[Point localization data]
◆ ◆ ◆ ◆ ◆

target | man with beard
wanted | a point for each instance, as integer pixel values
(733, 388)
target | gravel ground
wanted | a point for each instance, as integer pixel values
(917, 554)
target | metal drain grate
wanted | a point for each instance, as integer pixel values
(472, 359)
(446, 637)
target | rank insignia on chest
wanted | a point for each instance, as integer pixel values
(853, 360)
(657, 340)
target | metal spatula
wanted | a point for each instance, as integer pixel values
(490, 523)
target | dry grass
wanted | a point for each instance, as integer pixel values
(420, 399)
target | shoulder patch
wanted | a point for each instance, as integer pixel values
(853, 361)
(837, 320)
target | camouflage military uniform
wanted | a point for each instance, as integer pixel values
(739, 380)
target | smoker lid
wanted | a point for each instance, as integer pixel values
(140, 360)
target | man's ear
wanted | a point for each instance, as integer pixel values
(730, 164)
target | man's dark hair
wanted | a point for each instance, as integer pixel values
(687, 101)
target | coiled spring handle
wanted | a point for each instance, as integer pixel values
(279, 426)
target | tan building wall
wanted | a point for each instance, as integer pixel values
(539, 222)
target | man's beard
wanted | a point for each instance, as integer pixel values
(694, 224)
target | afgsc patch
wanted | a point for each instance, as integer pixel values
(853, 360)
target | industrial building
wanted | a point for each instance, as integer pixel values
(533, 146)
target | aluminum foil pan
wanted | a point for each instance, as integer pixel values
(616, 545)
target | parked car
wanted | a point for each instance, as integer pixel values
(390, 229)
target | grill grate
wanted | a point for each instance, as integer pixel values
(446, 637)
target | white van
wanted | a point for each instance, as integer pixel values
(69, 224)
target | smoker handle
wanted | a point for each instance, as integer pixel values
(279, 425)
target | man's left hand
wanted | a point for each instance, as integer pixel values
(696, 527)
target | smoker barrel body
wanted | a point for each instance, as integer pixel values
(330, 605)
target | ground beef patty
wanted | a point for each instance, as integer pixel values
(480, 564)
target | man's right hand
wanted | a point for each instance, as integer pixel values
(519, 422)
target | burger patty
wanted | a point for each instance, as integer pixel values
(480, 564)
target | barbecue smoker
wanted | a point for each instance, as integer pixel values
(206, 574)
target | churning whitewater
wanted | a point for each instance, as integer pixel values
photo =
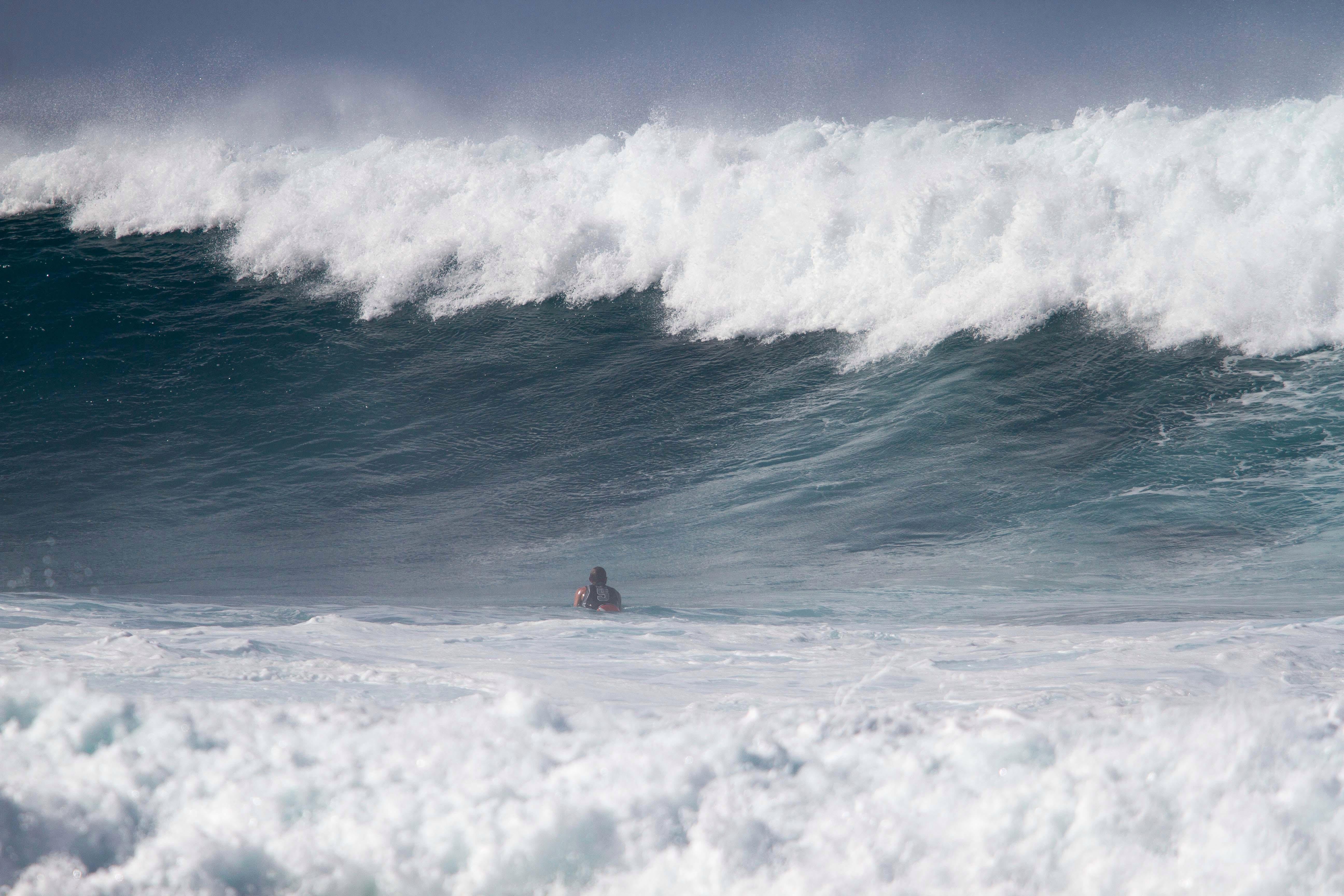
(975, 494)
(1218, 226)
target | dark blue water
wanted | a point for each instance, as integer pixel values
(173, 430)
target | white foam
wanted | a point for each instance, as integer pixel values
(670, 757)
(1225, 225)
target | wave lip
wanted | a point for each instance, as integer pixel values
(1221, 226)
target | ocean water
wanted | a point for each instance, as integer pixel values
(975, 491)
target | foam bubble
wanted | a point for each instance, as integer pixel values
(1217, 226)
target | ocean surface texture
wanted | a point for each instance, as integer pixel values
(975, 491)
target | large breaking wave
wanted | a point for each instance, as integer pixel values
(1226, 225)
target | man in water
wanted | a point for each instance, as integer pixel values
(597, 594)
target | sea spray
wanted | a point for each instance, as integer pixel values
(1225, 225)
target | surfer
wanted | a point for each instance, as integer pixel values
(597, 594)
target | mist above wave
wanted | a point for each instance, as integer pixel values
(1221, 226)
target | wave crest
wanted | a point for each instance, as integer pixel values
(1226, 225)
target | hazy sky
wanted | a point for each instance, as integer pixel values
(592, 66)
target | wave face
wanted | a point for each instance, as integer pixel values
(1221, 226)
(177, 429)
(975, 492)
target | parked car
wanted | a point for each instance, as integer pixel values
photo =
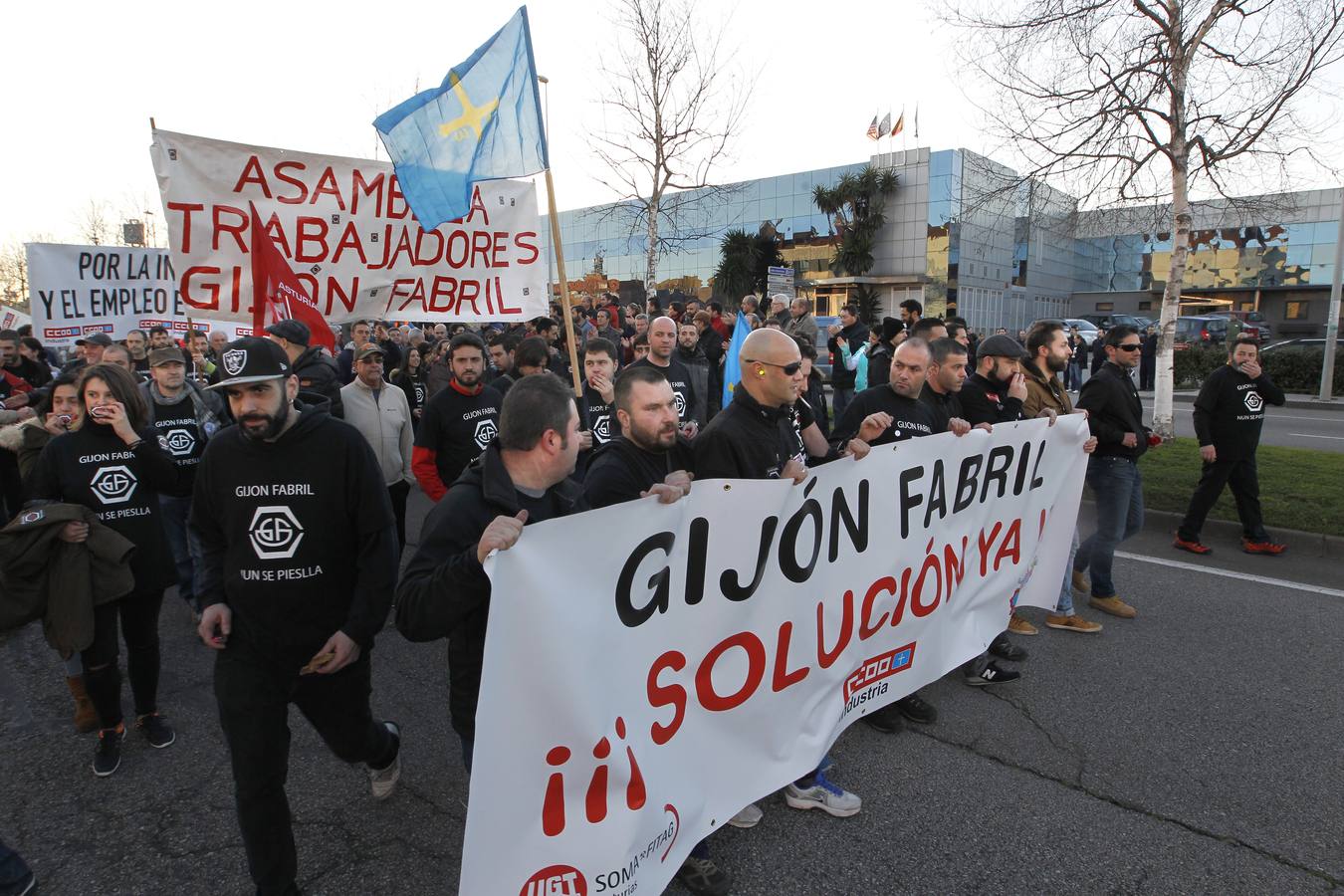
(1106, 322)
(1203, 330)
(1252, 323)
(1086, 330)
(1302, 342)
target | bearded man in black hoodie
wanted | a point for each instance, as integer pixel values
(299, 563)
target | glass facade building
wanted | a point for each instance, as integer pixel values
(965, 235)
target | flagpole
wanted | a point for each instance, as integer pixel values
(564, 285)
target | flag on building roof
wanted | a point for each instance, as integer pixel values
(483, 122)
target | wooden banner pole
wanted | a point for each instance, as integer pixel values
(564, 287)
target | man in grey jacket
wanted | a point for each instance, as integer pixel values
(383, 418)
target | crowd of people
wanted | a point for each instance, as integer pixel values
(268, 481)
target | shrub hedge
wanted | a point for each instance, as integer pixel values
(1294, 369)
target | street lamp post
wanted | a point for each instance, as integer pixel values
(550, 256)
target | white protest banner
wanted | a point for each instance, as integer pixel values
(78, 291)
(348, 234)
(12, 318)
(630, 707)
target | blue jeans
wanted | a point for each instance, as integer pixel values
(185, 547)
(1120, 514)
(1066, 592)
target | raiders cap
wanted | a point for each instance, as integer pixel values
(252, 360)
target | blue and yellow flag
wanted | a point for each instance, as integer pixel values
(732, 362)
(481, 123)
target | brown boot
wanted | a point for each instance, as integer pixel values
(87, 719)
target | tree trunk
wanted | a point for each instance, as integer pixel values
(651, 258)
(1164, 418)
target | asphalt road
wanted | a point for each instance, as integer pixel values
(1321, 430)
(1193, 750)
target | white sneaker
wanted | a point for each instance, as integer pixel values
(383, 781)
(749, 817)
(822, 795)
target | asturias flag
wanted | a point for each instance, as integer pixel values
(277, 295)
(481, 123)
(732, 362)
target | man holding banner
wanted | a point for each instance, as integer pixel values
(522, 477)
(755, 438)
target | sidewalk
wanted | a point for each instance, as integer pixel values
(1294, 399)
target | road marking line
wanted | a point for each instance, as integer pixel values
(1230, 573)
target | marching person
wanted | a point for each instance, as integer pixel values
(521, 477)
(299, 563)
(113, 465)
(755, 438)
(1051, 356)
(1229, 415)
(383, 416)
(663, 341)
(652, 458)
(460, 421)
(184, 418)
(1116, 418)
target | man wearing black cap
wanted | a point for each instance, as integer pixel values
(995, 394)
(184, 416)
(316, 372)
(299, 563)
(93, 345)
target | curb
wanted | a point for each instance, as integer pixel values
(1310, 543)
(1297, 402)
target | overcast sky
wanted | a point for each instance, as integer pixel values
(83, 80)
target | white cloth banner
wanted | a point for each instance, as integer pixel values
(630, 706)
(78, 291)
(348, 234)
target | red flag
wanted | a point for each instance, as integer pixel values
(277, 295)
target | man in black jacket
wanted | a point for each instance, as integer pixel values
(995, 392)
(299, 560)
(1229, 414)
(522, 477)
(316, 372)
(855, 334)
(1116, 418)
(755, 438)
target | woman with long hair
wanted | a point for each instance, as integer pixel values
(112, 464)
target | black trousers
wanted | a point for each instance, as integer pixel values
(1243, 477)
(138, 617)
(254, 692)
(398, 492)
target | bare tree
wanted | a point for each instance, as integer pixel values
(14, 274)
(1140, 101)
(675, 108)
(95, 226)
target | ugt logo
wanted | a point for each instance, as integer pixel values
(113, 484)
(275, 533)
(179, 442)
(486, 433)
(556, 880)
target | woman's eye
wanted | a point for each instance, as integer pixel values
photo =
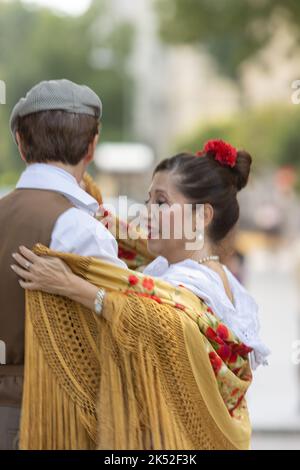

◆ ◆ ◆ ◆ ◆

WHAT THIS TASK INVOLVES:
An exact copy of the entries above is required, with the pictures left out.

THE COMPLETED TASK:
target | man with beard
wanted | a point for each instance, as integer pixel values
(733, 388)
target | gravel ground
wanted | a point for each instance, as integer pixel values
(917, 554)
target | metal drain grate
wanted | a point for each instance, as integer pixel values
(472, 359)
(446, 637)
target | rank insignia on chest
wanted | a point for each instance, as integer pixel values
(853, 360)
(657, 340)
target | metal spatula
wanted | a point for each instance, as integer pixel values
(490, 523)
target | dry grass
wanted | a point for each instance, as integer pixel values
(420, 399)
target | shoulder patch
wanted | a point for each instance, as integer pixel values
(853, 361)
(837, 320)
target | camouflage military uniform
wanted | a point for each instance, as integer pixel values
(739, 380)
target | smoker lid
wanted | a point for each instance, as integer pixel values
(140, 360)
target | man's ear
wanted | a point for each instance, as integer pixel values
(730, 164)
target | man's dark hair
wanted | a point for each instance, as integer pixel values
(687, 101)
target | coiled spring handle
wanted | a point for each instance, as integer pixel values
(279, 426)
target | tan building wall
wanted | a point for each instance, as integer pixel values
(539, 222)
target | man's beard
wanted | a point for each instance, as integer pixel values
(694, 224)
target | afgsc patch
wanted | a point for each instance, as integer pixel values
(853, 360)
target | industrial building
wanted | a point for each instance, as integer pixel values
(533, 146)
target | aluminum foil pan
wanted | a point for each instance, as integer pixel values
(616, 545)
target | parked car
wanted | a point for each instance, as integer pixel values
(390, 229)
target | grill grate
wanted | a point for each instance, as integer pixel values
(446, 637)
target | white van
wanted | a point for each instance, as integer pixel values
(69, 224)
target | smoker handle
wanted | a point for each instance, as integer pixel values
(279, 425)
target | man's left hand
wanted | a point for each instance, as integer pixel values
(696, 527)
target | smoker barrel body
wanted | a point for each instance, as integer pixel values
(330, 605)
target | ground beef patty
wanted | a point for each instance, as integer pixel values
(480, 564)
target | man's right hand
wanted | a point for each instance, as integer pixel values
(519, 422)
target | burger patty
wanted | a point for each instance, as integer pixel values
(480, 564)
target | barbecue smoker
wanted | a point for each instance, as integer pixel values
(206, 574)
target | churning whitewater
wanted | a point for each instance, as integer pixel values
photo =
(975, 494)
(1218, 226)
target | dark blue water
wanted | a point for each instance, as integer pixel values
(173, 430)
target | white foam
wanted | a point for each instance, as integer pixel values
(670, 757)
(1225, 225)
target | wave lip
wanted | a point for each instance, as integer pixel values
(1221, 226)
target | ocean water
wanted | a point for each instance, as integer pixel values
(975, 491)
target | foam bubble
wanted | a point for each instance, as integer pixel values
(1217, 226)
target | ocean surface texture
wanted | a point for each instance, as integer pixel values
(975, 491)
target | large breaking wave
wanted | a point for each instance, as integer pixel values
(1226, 225)
target | man in water
wanted | a point for each instance, as integer pixel values
(597, 594)
target | sea spray
wanted | a point for each instance, as integer pixel values
(1225, 225)
target | surfer
wanted | a point for each instance, as integer pixel values
(597, 594)
target | mist above wave
wanted | a point for each instance, as integer pixel values
(1221, 226)
target | wave crest
wanted | a point for each instance, as integer pixel values
(1226, 225)
target | hazy sky
wanted | a point for each instance, as integer pixel values
(592, 66)
target | wave face
wanted | a point for each instance, as integer pixel values
(1221, 226)
(177, 429)
(975, 492)
target | parked car
wanted | a point for each instance, as integer pixel values
photo =
(1106, 322)
(1203, 330)
(1252, 323)
(1086, 330)
(1302, 342)
target | bearded man in black hoodie
wanted | a point for each instance, as integer pixel values
(299, 563)
target | glass facade building
wanted | a point for each instance, as integer pixel values
(965, 235)
target | flagpole
wanted | a point for each instance, as integer pixel values
(564, 285)
target | flag on building roof
wanted | a point for each instance, as integer pixel values
(483, 122)
target | wooden banner pole
wanted | a point for each instance, as integer pixel values
(564, 287)
target | man in grey jacket
wanted | a point for each instance, as integer pixel values
(383, 418)
target | crowd of people
wanted | a point for each instance, as integer pixel values
(268, 481)
target | shrub hedge
wanted | a point for each instance, as integer pixel values
(1294, 369)
target | street lamp post
wanted | a point for each instance, as integer pixel values
(550, 256)
target | white protest banner
wanted | a point for each instance, as integer pixel values
(78, 291)
(348, 234)
(12, 318)
(630, 707)
target | blue jeans
wanted | a point for each instance, as integer pixel values
(185, 547)
(1120, 514)
(1066, 592)
target | raiders cap
wanted | a point for each instance, as integer pixel values
(252, 360)
target | blue and yellow flag
wanted | a point for each instance, as integer pixel values
(732, 362)
(481, 123)
target | brown boot
wanted | a point for each instance, as integer pixel values
(87, 719)
target | tree trunk
wanted | a point for each instance, as integer pixel values
(651, 258)
(1164, 418)
target | asphalt road
wanted | a point for each instance, as integer pixel values
(1321, 430)
(1193, 750)
target | white sneaker
wanted | a point for each instance, as integer pixel values
(383, 781)
(749, 817)
(822, 795)
target | asturias flag
wanted | a point for each instance, as integer pixel values
(277, 295)
(481, 123)
(732, 362)
target | man holding banner
wanted | a point for each instance, as integer pixel values
(522, 477)
(755, 438)
target | sidewalk
wanted | a point for each instance, as integer pixel values
(1294, 399)
target | road marking line
wanted | a point for each instance, as integer pixel values
(1230, 573)
target | marching person
wanted | a point for each instance, as integer pixel values
(521, 477)
(299, 563)
(113, 465)
(755, 438)
(1051, 356)
(1229, 415)
(383, 416)
(663, 341)
(652, 458)
(460, 421)
(184, 418)
(1116, 418)
target | man wearing black cap
wanted | a point for each instance, as integer pixel values
(995, 394)
(184, 416)
(316, 372)
(299, 563)
(93, 345)
target | curb
wanted | a point for each instance, as integer pixel values
(1310, 543)
(1297, 402)
target | overcast sky
wanted | a point for each instance, as integer pixel values
(83, 80)
target | white cloth banner
wanted | a point for each instance, as integer pixel values
(630, 706)
(78, 291)
(348, 234)
target | red flag
wanted | a point for each instance, as integer pixel values
(277, 295)
target | man in black jacket
wanted | a point for each instance, as integer pixel values
(995, 392)
(299, 560)
(1229, 414)
(522, 477)
(316, 372)
(855, 334)
(1116, 418)
(755, 438)
target | woman with long hair
wanted | a point for each instance, as integer pixel values
(112, 464)
target | black trousers
wanted | a point for each instance, as integer pixel values
(1243, 477)
(138, 617)
(254, 692)
(398, 492)
target | bare tree
wanted | a point for each instance, as integer pixel values
(14, 274)
(1140, 101)
(675, 108)
(95, 226)
target | ugt logo
wanted | a point for each instance, as integer pixel values
(113, 484)
(275, 533)
(179, 442)
(486, 433)
(556, 880)
target | woman's eye
wanted | a point for each instance, as integer pixel values
photo =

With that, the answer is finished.